GOAL OF THE EXERCISE:
The answer must be an exact copy of the records, with every picture left out.
BEGIN RECORDS SHOWN
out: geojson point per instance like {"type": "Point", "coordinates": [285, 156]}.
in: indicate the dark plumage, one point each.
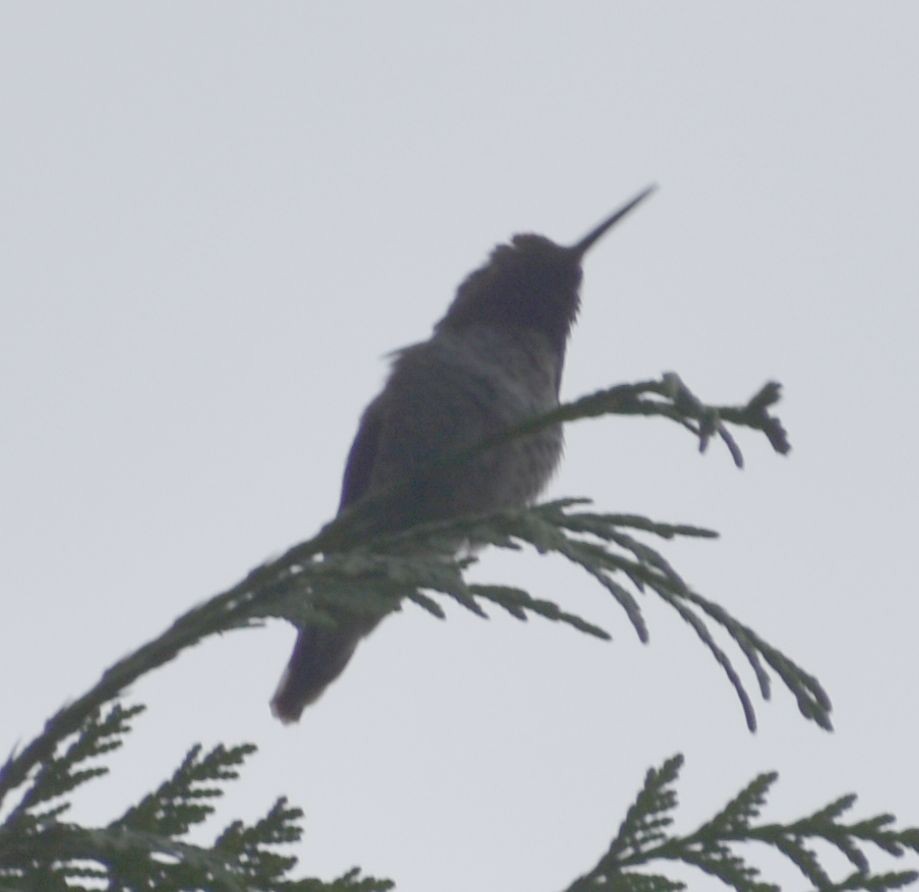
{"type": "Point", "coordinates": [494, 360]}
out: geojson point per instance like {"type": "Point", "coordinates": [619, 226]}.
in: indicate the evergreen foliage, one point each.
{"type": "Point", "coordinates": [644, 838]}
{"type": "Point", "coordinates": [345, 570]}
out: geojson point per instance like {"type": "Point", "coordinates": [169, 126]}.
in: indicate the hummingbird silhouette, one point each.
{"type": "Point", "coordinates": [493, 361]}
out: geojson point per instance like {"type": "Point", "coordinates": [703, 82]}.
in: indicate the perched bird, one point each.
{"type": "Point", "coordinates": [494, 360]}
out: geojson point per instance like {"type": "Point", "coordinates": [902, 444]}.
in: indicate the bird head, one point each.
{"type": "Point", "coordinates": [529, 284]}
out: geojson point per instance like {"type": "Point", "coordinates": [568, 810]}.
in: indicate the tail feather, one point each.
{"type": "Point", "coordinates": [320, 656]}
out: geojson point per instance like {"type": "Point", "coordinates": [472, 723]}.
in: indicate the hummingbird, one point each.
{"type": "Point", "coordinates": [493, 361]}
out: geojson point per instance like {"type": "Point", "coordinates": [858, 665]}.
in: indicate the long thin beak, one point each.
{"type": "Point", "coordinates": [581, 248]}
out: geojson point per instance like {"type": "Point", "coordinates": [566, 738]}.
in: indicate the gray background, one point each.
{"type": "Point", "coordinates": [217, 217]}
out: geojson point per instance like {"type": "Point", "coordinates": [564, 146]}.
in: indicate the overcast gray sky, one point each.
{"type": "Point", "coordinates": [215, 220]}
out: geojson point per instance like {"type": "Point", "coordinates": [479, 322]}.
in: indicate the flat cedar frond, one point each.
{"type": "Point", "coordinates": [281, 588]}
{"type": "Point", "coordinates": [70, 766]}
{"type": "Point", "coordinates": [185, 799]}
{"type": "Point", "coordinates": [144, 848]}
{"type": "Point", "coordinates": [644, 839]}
END RECORDS SHOWN
FINAL ANSWER:
out: geojson point per instance like {"type": "Point", "coordinates": [285, 156]}.
in: indicate the dark plumage, one point each.
{"type": "Point", "coordinates": [494, 360]}
out: geojson point per instance like {"type": "Point", "coordinates": [619, 226]}.
in: indicate the evergreen foliage, one point each.
{"type": "Point", "coordinates": [644, 838]}
{"type": "Point", "coordinates": [345, 570]}
out: geojson point per instance like {"type": "Point", "coordinates": [169, 126]}.
in: indicate the hummingbird silhouette, one point each.
{"type": "Point", "coordinates": [493, 361]}
out: geojson point per instance like {"type": "Point", "coordinates": [703, 82]}.
in: indicate the perched bird, one point each.
{"type": "Point", "coordinates": [494, 360]}
out: geojson point per instance like {"type": "Point", "coordinates": [902, 444]}.
in: indicate the bird head, one point each.
{"type": "Point", "coordinates": [529, 284]}
out: geojson point per instance like {"type": "Point", "coordinates": [568, 810]}.
in: indicate the tail feather, one point each.
{"type": "Point", "coordinates": [320, 656]}
out: geojson point per instance like {"type": "Point", "coordinates": [472, 723]}.
in: indicate the hummingbird, one point each.
{"type": "Point", "coordinates": [493, 361]}
out: geojson point per instance like {"type": "Point", "coordinates": [858, 665]}.
in: indicate the long thin beak, one point each.
{"type": "Point", "coordinates": [581, 248]}
out: geojson point per instance like {"type": "Point", "coordinates": [566, 738]}.
in: indicate the gray background, one point each.
{"type": "Point", "coordinates": [217, 217]}
out: geojson point per instance like {"type": "Point", "coordinates": [564, 146]}.
in: indicate the overcast gray sky, one point each.
{"type": "Point", "coordinates": [215, 220]}
out: geojson point per instance like {"type": "Point", "coordinates": [479, 322]}.
in: indicate the flat cedar frond, one point each.
{"type": "Point", "coordinates": [281, 588]}
{"type": "Point", "coordinates": [70, 766]}
{"type": "Point", "coordinates": [185, 799]}
{"type": "Point", "coordinates": [144, 848]}
{"type": "Point", "coordinates": [644, 839]}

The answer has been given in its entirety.